-- Given request --
Locate each line in the rows below that contains the word "background" and copy those lines.

[Dataset excerpt]
___

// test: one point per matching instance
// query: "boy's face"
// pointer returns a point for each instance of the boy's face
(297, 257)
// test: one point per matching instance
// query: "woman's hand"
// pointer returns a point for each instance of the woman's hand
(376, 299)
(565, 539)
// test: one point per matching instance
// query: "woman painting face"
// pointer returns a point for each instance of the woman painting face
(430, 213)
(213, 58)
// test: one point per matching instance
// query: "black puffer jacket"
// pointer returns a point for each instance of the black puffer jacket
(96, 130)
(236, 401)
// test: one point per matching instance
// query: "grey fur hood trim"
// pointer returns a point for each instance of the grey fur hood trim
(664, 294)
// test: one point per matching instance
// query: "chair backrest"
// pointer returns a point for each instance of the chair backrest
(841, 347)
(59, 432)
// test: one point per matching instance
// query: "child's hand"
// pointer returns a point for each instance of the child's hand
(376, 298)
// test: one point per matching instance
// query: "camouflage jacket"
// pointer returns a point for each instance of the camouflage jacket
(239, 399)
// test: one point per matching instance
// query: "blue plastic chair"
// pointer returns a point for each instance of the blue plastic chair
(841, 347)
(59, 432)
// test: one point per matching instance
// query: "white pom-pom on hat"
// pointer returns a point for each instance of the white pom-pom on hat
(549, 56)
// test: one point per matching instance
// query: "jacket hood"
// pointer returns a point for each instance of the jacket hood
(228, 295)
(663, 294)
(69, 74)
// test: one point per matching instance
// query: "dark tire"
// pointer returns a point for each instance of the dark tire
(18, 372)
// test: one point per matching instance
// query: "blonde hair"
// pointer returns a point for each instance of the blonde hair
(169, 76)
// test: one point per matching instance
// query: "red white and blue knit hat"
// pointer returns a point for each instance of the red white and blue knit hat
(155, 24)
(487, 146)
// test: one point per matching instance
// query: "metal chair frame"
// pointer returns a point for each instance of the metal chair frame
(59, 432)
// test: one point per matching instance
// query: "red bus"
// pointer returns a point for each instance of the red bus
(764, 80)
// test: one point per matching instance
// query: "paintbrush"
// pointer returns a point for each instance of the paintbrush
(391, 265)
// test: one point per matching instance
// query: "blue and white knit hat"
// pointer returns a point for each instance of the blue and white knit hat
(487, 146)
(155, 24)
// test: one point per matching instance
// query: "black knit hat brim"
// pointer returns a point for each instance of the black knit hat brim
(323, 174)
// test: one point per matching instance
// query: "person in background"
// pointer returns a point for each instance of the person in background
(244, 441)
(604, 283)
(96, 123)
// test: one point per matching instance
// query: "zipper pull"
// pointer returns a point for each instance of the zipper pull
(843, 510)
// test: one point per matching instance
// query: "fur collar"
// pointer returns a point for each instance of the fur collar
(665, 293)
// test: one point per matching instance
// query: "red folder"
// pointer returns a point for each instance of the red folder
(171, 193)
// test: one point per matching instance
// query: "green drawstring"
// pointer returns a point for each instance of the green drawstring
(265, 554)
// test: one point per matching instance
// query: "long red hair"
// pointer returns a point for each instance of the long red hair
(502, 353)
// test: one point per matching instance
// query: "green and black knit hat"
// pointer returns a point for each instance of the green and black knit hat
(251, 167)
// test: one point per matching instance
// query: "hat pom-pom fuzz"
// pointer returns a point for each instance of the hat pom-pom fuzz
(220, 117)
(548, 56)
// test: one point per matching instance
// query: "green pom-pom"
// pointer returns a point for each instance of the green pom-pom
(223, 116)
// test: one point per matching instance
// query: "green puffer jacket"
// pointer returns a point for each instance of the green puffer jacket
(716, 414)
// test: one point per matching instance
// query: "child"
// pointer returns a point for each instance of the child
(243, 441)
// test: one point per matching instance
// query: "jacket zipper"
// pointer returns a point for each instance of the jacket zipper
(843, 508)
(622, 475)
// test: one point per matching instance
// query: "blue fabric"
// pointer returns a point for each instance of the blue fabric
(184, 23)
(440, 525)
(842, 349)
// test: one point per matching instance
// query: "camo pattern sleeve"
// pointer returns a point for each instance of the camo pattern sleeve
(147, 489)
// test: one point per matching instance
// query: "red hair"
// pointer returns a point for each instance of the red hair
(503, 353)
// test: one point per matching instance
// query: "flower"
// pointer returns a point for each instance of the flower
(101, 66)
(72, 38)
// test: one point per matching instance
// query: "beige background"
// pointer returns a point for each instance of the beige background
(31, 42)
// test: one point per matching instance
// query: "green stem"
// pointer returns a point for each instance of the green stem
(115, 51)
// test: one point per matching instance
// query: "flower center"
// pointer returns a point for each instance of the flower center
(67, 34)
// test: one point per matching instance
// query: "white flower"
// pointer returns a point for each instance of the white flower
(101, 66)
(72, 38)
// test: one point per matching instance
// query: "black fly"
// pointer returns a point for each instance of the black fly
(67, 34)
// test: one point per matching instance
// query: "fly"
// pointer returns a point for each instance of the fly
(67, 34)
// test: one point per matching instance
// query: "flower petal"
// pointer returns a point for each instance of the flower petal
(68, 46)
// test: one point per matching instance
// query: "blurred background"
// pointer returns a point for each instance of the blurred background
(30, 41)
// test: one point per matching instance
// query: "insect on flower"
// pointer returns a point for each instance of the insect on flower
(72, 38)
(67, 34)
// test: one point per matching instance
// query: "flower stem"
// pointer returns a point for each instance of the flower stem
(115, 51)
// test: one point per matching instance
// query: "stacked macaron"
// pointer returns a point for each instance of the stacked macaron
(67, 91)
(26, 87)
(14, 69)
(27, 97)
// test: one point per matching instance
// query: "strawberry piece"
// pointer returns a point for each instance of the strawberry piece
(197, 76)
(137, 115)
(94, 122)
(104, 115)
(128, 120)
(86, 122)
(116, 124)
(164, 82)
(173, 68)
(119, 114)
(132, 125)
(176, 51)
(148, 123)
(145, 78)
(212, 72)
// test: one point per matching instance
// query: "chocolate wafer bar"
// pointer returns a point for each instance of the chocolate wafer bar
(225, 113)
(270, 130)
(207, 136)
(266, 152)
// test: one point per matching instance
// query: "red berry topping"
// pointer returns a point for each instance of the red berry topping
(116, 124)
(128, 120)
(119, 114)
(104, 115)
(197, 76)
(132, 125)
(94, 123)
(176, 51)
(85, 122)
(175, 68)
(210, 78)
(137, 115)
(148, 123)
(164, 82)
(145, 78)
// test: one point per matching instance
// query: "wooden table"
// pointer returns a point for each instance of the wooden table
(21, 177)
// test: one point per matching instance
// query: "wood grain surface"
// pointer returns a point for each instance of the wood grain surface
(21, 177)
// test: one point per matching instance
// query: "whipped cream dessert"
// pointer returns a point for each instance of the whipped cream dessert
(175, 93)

___

-- Full answer --
// query: "person in background"
// pointer returns a point for each instance of the person in background
// query: "beige background"
// pointer returns a point for each instance of the beige background
// query: "blurred background"
// pointer returns a point for each instance of the blurred background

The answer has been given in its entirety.